→ Work to complete: Every record that appears below should be transcribed exactly.

═══ Recorded data

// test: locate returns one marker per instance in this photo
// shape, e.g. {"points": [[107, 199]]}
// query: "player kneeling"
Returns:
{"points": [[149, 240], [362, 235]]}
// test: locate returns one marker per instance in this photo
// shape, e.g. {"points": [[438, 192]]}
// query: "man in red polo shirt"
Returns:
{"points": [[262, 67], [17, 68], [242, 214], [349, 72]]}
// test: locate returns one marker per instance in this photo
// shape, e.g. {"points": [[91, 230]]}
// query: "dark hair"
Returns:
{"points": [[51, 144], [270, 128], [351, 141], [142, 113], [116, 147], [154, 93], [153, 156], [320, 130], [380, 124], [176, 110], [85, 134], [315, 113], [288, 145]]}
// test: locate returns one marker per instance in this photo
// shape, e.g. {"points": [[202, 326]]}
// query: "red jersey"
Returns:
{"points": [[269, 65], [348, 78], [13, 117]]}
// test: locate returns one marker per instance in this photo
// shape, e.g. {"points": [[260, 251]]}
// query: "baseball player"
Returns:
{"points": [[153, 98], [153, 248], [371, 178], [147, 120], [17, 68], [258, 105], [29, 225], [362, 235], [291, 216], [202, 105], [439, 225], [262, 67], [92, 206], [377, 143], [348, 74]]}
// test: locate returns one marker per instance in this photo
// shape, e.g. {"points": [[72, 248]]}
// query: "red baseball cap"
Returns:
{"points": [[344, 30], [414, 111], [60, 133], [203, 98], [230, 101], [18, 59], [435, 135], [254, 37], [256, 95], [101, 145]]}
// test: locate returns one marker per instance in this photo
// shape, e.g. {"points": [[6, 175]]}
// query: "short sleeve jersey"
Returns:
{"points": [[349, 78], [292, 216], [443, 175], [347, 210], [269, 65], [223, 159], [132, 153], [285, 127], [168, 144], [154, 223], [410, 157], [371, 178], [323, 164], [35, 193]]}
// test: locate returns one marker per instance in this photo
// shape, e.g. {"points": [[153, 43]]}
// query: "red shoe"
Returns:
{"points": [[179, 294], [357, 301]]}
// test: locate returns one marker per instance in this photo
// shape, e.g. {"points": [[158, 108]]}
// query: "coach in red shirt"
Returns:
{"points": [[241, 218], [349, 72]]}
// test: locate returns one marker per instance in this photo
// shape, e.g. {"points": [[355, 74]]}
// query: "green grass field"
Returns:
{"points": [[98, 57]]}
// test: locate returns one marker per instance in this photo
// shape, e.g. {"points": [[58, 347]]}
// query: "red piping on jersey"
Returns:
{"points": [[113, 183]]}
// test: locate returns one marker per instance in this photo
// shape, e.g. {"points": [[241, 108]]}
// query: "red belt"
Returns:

══════

→ Answer section:
// test: locate returns one marker per instance in this photo
// shape, e.g. {"points": [[107, 199]]}
// query: "player kneeling"
Returns:
{"points": [[149, 240], [362, 235]]}
// test: locate returns one marker per instance in this photo
// shape, e.g. {"points": [[438, 192]]}
// query: "man in red polo shirt"
Returns:
{"points": [[262, 67], [17, 68], [242, 214], [349, 72]]}
// test: locate returns one marker per instance in this photo
// shape, e.g. {"points": [[91, 230]]}
// query: "dark hair"
Returns:
{"points": [[51, 144], [270, 128], [351, 141], [142, 113], [116, 147], [154, 93], [153, 156], [320, 130], [380, 124], [176, 110], [85, 134], [315, 113], [288, 145]]}
// test: locate returns one marker per instance in this photo
// shape, e.g. {"points": [[202, 326]]}
// query: "red jersey"
Returns:
{"points": [[269, 65], [348, 78], [13, 117]]}
// test: locate returns one marker per instance in this photo
// shape, e.g. {"points": [[260, 251]]}
// query: "baseball player"
Returns:
{"points": [[153, 98], [153, 248], [371, 178], [147, 120], [17, 68], [258, 105], [29, 225], [362, 235], [291, 216], [202, 105], [439, 225], [262, 67], [92, 206], [377, 143], [348, 74]]}
// test: locate returns one marker per instance in this photo
// shape, e.g. {"points": [[72, 248]]}
// query: "red baseball cap"
Returns:
{"points": [[344, 30], [414, 111], [60, 133], [203, 98], [230, 101], [18, 59], [435, 135], [254, 37], [256, 95], [101, 145]]}
// test: locate returns one marker per instance in this photo
// shape, e.g. {"points": [[6, 175]]}
// query: "short sleeve jersey"
Returns:
{"points": [[349, 78], [292, 216], [443, 175], [347, 210], [269, 65], [223, 159], [132, 153], [285, 127], [168, 144], [154, 223], [410, 157], [371, 178], [323, 164], [35, 193]]}
// test: locate returns one marker per instance in this photo
// shape, e.g. {"points": [[153, 43]]}
// query: "red shoe"
Returns:
{"points": [[179, 294], [357, 301]]}
// test: locate returns one marker per instance in this photo
// shape, e.g. {"points": [[158, 108]]}
// query: "coach in red shirt"
Returns:
{"points": [[241, 218], [349, 72]]}
// test: locate returns one marker per instance in this photo
// shape, e.g. {"points": [[355, 74]]}
// query: "green grass field"
Returns:
{"points": [[98, 57]]}
// test: locate returns one marker per instance in this photo
// shape, e.g. {"points": [[58, 347]]}
// query: "red piping on jersey"
Returns:
{"points": [[113, 183]]}
// test: locate returns one marker per instance in this photo
// shape, e.g. {"points": [[241, 108]]}
// query: "red belt"
Returns:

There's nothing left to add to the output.